Start DATA LISTING

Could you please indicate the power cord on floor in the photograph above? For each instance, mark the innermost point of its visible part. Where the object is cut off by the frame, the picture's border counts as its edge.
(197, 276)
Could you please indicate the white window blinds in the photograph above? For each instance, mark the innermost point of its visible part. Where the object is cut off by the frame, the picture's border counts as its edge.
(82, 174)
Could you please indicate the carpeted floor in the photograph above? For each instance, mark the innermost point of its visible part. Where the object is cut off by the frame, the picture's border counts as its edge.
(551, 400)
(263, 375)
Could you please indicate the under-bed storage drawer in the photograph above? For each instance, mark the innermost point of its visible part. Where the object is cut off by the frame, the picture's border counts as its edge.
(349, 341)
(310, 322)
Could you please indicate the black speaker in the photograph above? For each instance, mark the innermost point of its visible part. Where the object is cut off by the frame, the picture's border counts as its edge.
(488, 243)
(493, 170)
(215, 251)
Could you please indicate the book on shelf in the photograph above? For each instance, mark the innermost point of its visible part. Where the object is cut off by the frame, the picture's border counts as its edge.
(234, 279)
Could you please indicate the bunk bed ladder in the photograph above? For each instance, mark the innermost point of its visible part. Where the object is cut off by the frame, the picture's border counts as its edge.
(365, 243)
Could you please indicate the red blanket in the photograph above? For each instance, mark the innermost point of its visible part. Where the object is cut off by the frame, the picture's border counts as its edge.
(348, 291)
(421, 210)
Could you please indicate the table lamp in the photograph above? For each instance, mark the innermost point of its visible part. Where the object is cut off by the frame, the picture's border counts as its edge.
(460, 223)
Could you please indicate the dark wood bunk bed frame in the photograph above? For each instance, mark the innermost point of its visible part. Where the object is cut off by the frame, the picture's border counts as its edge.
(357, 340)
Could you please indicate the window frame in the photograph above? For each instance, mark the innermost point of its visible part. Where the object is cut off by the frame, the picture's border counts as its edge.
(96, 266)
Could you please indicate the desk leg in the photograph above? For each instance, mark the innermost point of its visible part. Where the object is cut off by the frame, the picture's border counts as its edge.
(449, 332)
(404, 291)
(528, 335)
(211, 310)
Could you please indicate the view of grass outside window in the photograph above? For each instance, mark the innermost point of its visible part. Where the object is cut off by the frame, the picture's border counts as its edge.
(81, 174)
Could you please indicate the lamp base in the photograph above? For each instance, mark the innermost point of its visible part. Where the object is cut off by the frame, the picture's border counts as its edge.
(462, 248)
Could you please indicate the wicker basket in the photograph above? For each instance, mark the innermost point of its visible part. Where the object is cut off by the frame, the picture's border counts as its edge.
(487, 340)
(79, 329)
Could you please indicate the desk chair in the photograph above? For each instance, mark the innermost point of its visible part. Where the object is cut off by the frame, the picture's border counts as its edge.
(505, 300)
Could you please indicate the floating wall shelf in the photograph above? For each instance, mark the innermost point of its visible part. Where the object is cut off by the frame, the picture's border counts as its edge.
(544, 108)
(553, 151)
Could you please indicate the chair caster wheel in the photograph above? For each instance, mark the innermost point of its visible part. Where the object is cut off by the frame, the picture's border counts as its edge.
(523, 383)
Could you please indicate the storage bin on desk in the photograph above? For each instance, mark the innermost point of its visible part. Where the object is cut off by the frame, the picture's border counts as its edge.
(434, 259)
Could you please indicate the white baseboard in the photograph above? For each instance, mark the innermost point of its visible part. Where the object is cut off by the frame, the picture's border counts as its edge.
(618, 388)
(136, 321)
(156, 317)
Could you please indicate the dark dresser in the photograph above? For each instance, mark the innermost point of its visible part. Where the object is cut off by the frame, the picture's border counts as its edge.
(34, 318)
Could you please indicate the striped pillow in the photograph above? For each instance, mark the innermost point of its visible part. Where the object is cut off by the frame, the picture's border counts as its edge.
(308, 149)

End DATA LISTING

Each record above must be given again exactly.

SOLUTION TO THE EXERCISE -
Could you please indicate the power cord on floor in the photograph above? For each instance, mark the innermost point of its visible part. Where the object is cut off by the frame, the picture's border counts as its edge.
(197, 276)
Could you please indicate the white window blinds in the photograph above? For each instance, mark the innermost point of its visible part. Where the object is cut off by the frame, the picture's border counts as its edge.
(82, 174)
Could you please indicate the carpeted floor in the photograph above? For each instance, mark the innermost point of its visible part. Where the object is cut off by the frame, the picture's border counts as its edge.
(551, 400)
(263, 375)
Could you please indicate the under-bed storage drawer in the photograph above? For each instance, mark the innermost point of its visible part. Where the object is cut off by the frame, the picture's border counts as its edge.
(349, 341)
(310, 322)
Could you please indicate the black speaker in the photograph above? For each instance, mark the innermost point of its visible part. Where the object is cut off by the frame, the picture's border counts as its edge.
(488, 243)
(493, 170)
(215, 251)
Could you please indicate the book on shelf in the photograph above? For each instance, mark the innermost point of its visible part. Where the object is cut off by the frame, the picture's border counts as its edge.
(234, 279)
Could you please indicate the bunk bed ladder in the photograph above? For each instance, mark the innermost point of its visible part. Where the object is cut off by the frame, the picture's border counts as its edge.
(365, 243)
Could you please indicate the red blanket in the photograph above? For each instance, mark the innermost point of its visible part. Where the object is cut off by the frame, the picture's border counts as its edge.
(348, 291)
(421, 210)
Could you please indicate the table lamp in the photograph above? For each instance, mark the innermost point of its visible part. Where the object is cut off by the frame, the picture's border counts as its edge.
(460, 223)
Could you please indicate the dark wood bunk bed frame in the photograph above? For each instance, mark the innermost point of its visible part. Where the object is cut off by the frame, the picture's border counts as its edge.
(357, 340)
Could you please indicate the window frame in the photograph above? For each instance, mark the innermost point of its visible part. Where the object is cut off by the frame, the picture's border counts as its edge.
(96, 266)
Could you please indicate the desk leg in the photograph above? For each instance, mark the innermost point of its visible part. Where the object is cut off by the frame, the picture's border counts as its edge.
(449, 332)
(404, 291)
(528, 335)
(211, 310)
Could you please indicate the view of grass outside window in the photograph above? For each instance, mark the innermost point of its visible part. Where the object is cut off by the frame, the picture's border counts as its edge.
(81, 174)
Could you please indicate the lamp base in the photograph above? For each instance, mark the innermost point of its visible part. Where the object is cut off by the frame, the picture's border counts as its edge.
(462, 248)
Could you please indicate the wicker basket in the photograph above? For each instance, mark the innermost point of its visible part. Where the object is cut off by the frame, the picture's border counts as its edge.
(487, 340)
(79, 329)
Could you please indicate the desk chair in the photograph above? For each instance, mark the innermost point of its visible part. Where the object is cut off by the frame, the picture's border counts as its edge.
(505, 300)
Could you please indicate the floating wall shelf in the photograph above? For each instance, mark the innermost point of its visible part. Where the object is cut off by the frame, the picture's border counts as its edge.
(544, 108)
(553, 151)
Could you please indicate the chair caster wheel in the photograph above? For each instance, mark the innermost point of its visible part. Where the object is cut off by the frame, the picture's border counts as its edge.
(523, 383)
Could you please indicate the storage bin on desk in the photograph above? For each instance, mark the innermost point of its visible part. Where the object is cut off by the frame, the picture's border counts as its edge.
(434, 259)
Could you please indicate the white baseboard in the photograph above? For each instance, mark the innermost point of its visible part. Where the object is cut off by the frame, the picture's border counts as its edge.
(618, 388)
(136, 321)
(156, 317)
Could you please indicate the dark dresser in the photograph above? For each instance, mark the innermost point of its visible part. Where the object is cut off by the frame, the picture's border counts as its edge.
(34, 318)
Could you please indicate the striped pillow in the photograph above? For each instance, mark the innermost point of its visible part. Where the object is cut off by the frame, the picture's border counts as its edge.
(308, 149)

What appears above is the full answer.